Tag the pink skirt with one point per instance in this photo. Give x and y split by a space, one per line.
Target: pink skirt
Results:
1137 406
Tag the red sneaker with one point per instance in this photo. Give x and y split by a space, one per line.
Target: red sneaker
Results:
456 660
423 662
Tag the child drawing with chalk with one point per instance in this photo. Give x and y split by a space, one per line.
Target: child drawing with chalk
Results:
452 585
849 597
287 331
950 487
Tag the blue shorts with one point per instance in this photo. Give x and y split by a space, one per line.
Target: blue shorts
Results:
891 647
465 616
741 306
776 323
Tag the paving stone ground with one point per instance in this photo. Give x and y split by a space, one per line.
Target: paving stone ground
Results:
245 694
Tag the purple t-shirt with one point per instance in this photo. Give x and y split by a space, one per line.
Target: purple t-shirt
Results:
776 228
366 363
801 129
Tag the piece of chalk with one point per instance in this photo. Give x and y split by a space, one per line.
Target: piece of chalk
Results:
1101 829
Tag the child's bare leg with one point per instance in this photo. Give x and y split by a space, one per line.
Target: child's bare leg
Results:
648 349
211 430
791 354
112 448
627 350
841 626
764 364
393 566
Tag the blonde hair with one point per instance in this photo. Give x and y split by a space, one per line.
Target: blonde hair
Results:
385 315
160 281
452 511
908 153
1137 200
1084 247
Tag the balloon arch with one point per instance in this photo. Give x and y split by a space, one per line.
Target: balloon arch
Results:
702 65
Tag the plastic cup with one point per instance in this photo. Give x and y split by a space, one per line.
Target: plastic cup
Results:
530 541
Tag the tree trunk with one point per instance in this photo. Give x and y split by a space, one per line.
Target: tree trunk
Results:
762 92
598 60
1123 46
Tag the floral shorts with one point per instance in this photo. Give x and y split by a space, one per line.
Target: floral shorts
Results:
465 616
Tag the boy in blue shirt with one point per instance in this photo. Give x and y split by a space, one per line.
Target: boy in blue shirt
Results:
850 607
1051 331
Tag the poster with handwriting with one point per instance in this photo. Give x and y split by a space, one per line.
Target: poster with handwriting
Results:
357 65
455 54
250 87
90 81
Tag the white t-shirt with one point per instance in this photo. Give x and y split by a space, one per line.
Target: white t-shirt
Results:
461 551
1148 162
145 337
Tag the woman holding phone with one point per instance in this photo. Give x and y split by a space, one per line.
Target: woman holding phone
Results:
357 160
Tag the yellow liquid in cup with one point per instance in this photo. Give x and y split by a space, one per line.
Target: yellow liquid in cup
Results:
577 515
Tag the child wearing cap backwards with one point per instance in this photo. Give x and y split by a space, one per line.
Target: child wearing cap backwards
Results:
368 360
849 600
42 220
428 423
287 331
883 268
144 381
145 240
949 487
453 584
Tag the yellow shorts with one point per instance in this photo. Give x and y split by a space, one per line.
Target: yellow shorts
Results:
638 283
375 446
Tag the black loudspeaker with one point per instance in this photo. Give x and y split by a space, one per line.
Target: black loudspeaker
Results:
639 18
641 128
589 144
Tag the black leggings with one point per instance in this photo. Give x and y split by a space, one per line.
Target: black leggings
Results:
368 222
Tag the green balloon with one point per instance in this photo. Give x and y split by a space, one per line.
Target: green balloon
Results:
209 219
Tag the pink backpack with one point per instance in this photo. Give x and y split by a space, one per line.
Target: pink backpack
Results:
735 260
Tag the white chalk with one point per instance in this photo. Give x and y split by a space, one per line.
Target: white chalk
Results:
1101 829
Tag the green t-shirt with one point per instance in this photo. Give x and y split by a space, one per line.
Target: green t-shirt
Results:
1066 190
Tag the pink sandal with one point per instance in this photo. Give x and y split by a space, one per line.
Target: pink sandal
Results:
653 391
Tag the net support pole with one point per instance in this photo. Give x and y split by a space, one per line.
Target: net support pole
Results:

## PROMPT
Give back each line above precisely as it stands.

## ANSWER FOR THE TASK
Tag the pink skirt with one point per instance in this photo. Give x and y split by a space, one per line.
Target: pink skirt
Results:
1137 406
Tag the red sneaker with one point per instance in this photo. Give x and y split by a space, one per line.
Target: red sneaker
Results:
456 660
423 662
Tag the child drawing with chalk with one point per instance in this photo. Give x and y split by a space, one per line.
Target: child drawing with chalk
Results:
452 585
849 597
287 331
950 487
Tag the blue shorts with one point per instance in this photo. Give x and y split by a space, one per line.
Target: blue shorts
Results:
891 647
465 616
741 306
776 323
Tag the paving stone ground with one point per instance in this photo. Give x and y split by a space, one per line.
Target: paving stone ground
Results:
245 694
Tag the purple t-shirt with one point per instance in this photo. Give x and y split by a space, one per line.
Target: purple t-shirt
Results:
776 228
366 363
801 129
Tag the piece of chalk with one point per instance in this photo. Give x and y split by a space, one per line.
Target: piece of chalk
Results:
1101 829
Tag the child's bare leg with one point per instance in this photo. Give x and y split by a space, one per line.
Target: child's bare leg
Results:
648 349
211 430
791 354
112 448
627 350
841 626
764 364
393 566
Tag the blonde hair with one point per instance in this photo. Give x and y split by a space, one per line.
Target: blonde hair
Results:
385 315
160 281
452 511
908 153
1137 200
1084 247
Tag the balloon arch with one point per instance in this photo. Give x and y split by a space, one per line.
Target: balloon arch
Results:
702 65
Tag the plastic cup with one point per instance in this photo. Give x and y split by a space, one per line.
Target: plastic cup
Results:
530 541
Tag the tree trunk with one point per instance in this photo. Give x and y split by a space, one per line.
Target: tree trunk
Results:
762 92
598 60
1123 46
Tag the floral shorts with one point per instance in this photo. Give x and y split by a space, one per line.
Target: floral shorts
Results:
465 616
Tag the boy in blue shirt with one point per instance in this photo. Give x and y split by a space, one per line.
Target: boy in blue shirt
Results:
850 607
1051 331
Tag the poster with handwriting with one point per instance in this photo. Give x and y split by a space, one per line.
Target: poster with handwriting
Results:
357 65
455 54
250 87
90 81
Tag the white t-shirt with one point per instance in this photo. Give x and y split by a space, one per line.
Target: white t-shirt
Results:
461 551
1148 162
145 337
Tag the woman holding phone with one point per instance in this photo. Give x and y split by a space, one per line.
Target: woman holding phone
Results:
357 160
Tag the yellow liquid in cup with one point per instance in this photo. Give x and y split by a space, one per line.
Target: yellow liquid in cup
Results:
577 515
Tag the child wearing cap backwards with one point per instance in this photo. Give x and y split by a space, one per line.
Target: child wearing cap backwards
Results:
368 360
849 600
42 220
428 423
287 331
883 268
144 381
145 240
949 487
453 584
Tag the yellow shorts with one point per instance in this photo. Give x and y split by a space, one per line.
Target: yellow shorts
Results:
638 283
375 446
Tag the black loudspeaker with one point per instance in this photo. Give x and y split by a space, one per line.
Target: black loudspeaker
Results:
639 18
641 128
589 144
Tag the black leggings with one point per instance in this photo. Give x and y split by a space, one per line.
Target: black leggings
Results:
368 222
Tag the green balloon with one point per instance in this photo. Give x and y split by a space, one per line.
Target: green balloon
Results:
209 219
Tag the pink backpack with one point per instance in this photo. Give x and y split by a space, one per line.
Target: pink backpack
Results:
735 260
Tag the white chalk with one point per instance in this photo. Give x and y split by a space, one per line.
Target: white chalk
Results:
1101 829
Tag the green t-shirt with one point per instance in this photo. Give x and y split by a space, one per line.
Target: green t-shirt
Results:
1066 190
Tag the pink sandal with one point per instance in this photo. Give x and y split by a space, one per line.
Target: pink sandal
Results:
653 391
Tag the net support pole with one point per instance in this photo. Give x and y split by a space, one per line.
Target: net support pole
Results:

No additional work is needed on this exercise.